SHORT PROBLEM =>
Please copy all of the material below, word for word, with nothing left out or changed.
━━━
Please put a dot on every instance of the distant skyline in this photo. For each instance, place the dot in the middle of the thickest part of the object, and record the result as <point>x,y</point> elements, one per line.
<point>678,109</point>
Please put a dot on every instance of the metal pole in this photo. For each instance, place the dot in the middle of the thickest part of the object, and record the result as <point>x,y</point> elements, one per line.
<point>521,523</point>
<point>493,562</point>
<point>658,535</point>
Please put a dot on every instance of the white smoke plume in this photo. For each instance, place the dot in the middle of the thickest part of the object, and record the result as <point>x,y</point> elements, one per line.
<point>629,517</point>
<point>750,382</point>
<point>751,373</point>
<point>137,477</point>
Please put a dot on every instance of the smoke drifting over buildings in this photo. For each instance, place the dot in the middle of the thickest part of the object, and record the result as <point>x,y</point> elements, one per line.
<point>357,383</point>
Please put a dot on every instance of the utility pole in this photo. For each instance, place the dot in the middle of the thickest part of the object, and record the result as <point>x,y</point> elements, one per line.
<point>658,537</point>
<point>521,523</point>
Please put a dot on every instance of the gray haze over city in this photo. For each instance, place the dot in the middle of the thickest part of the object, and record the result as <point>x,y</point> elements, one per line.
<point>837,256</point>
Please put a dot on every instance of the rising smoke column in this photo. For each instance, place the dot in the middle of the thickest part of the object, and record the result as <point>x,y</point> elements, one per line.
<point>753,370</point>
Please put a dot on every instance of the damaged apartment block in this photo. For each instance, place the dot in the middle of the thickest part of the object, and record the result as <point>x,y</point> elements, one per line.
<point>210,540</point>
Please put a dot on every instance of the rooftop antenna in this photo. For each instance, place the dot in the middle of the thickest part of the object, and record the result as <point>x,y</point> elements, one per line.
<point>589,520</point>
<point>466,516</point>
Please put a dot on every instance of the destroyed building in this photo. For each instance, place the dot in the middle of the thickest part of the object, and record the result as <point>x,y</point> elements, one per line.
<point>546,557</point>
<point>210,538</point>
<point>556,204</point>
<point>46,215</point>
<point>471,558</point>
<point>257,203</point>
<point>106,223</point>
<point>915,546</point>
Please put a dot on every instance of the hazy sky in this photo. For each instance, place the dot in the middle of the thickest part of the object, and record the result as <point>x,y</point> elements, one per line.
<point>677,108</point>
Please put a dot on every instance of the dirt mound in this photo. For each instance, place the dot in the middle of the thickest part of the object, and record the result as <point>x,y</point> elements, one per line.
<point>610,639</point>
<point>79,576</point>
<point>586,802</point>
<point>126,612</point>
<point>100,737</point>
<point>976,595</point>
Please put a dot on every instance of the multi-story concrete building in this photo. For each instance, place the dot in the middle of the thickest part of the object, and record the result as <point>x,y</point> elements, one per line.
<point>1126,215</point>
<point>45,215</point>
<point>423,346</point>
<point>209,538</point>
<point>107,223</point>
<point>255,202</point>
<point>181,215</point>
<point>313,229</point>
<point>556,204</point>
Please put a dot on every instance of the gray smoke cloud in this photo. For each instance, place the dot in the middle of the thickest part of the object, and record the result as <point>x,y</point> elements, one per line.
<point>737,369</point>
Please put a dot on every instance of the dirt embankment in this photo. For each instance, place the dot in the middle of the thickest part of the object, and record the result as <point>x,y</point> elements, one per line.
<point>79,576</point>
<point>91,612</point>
━━━
RESULT FOR THIS TASK =>
Please put a dot on every instance of the distant skyline in this photo. For each instance, place the dot in the middle of the thickest part of the object, and record the result as <point>x,y</point> elements, one per line.
<point>678,109</point>
Please put a dot on every instance of the metal pole in this photo. For each instance, place the dot in the middle of the thickest part of the object, and record the result as <point>x,y</point> elements, one per line.
<point>521,523</point>
<point>493,562</point>
<point>658,535</point>
Please put a dot on every instance of the white smoke plume in this photo. For each instance, place the dot in the middle of the thickest part of the object, and record the result as <point>x,y</point> elements, one per line.
<point>629,517</point>
<point>750,382</point>
<point>751,373</point>
<point>137,477</point>
Please put a dot on every instance of the smoke drifting over buildings in this photo. For each instance, place the dot in the middle of the thickest part of the object, and record the result as <point>x,y</point> elements, one per line.
<point>357,383</point>
Please put a dot on every instance of the utility pole in this photo. For each instance, place the dot in the middle of the thickest part of the object, and record the result as <point>x,y</point> elements, one per line.
<point>658,537</point>
<point>521,523</point>
Please put a dot on every instance of the gray haze over city in this photo. For each instance, place the dot in the middle of the thickest part of the object, and record the result as <point>x,y</point> elements, one per line.
<point>837,256</point>
Please put a dot on every instance of the rising smoke column in this photo. For each instance, place the dot in the middle of the thickest part of the object, and record the result as <point>x,y</point> elements, one per line.
<point>753,370</point>
Please put a dot on every instance of the damaged apartment block in this photo. For each instance, place the dot in the middle of the thickest part of the object, and record the result as <point>x,y</point> elements, one per line.
<point>210,540</point>
Please put a dot on every instance of the rooftop antenna in this photo. For each instance, place the dot in the middle of the thickest part of the object, and record the result as <point>x,y</point> elements, one per line.
<point>589,520</point>
<point>466,516</point>
Please put a dot on every instance of the destroyed building in this photo. For each instance, place the dot in the middle of the thickest part of the object, and record the result as <point>x,y</point> elements, one per line.
<point>546,557</point>
<point>210,538</point>
<point>556,204</point>
<point>46,215</point>
<point>471,558</point>
<point>257,203</point>
<point>106,223</point>
<point>915,546</point>
Please put a dot on every instance of the hazy sky in this photo. For each instance, place the dot in the middle of the thickest part of the object, and record the result as <point>x,y</point> elements, one per line.
<point>677,108</point>
Please put a dot on every instance of the dirt mound in this photo. For each instance, place the dot in the middle of the thickest part of the object, and record the result as <point>x,y</point> elements, one per line.
<point>610,639</point>
<point>79,576</point>
<point>586,802</point>
<point>126,612</point>
<point>100,737</point>
<point>976,595</point>
Please put a dot on every instance of the multi-story concrete building in this photo. For each instance, place the dot in the middle of the thickest part of the object, and record the result as <point>x,y</point> elements, one per line.
<point>1126,215</point>
<point>45,215</point>
<point>423,346</point>
<point>209,538</point>
<point>107,223</point>
<point>255,202</point>
<point>181,215</point>
<point>313,229</point>
<point>556,204</point>
Please put a dot on every instance of the gray smoke cloud in this photo. For each instance, place the dot in the middle of the thickest part of the object, and record the result as <point>x,y</point> elements, one per line.
<point>737,369</point>
Please put a dot on every instance of the dirt embankment in this photo. For each instance, place the dot in the middle of the thickest part of the object, and record the result as <point>x,y</point> elements, one per line.
<point>79,576</point>
<point>91,612</point>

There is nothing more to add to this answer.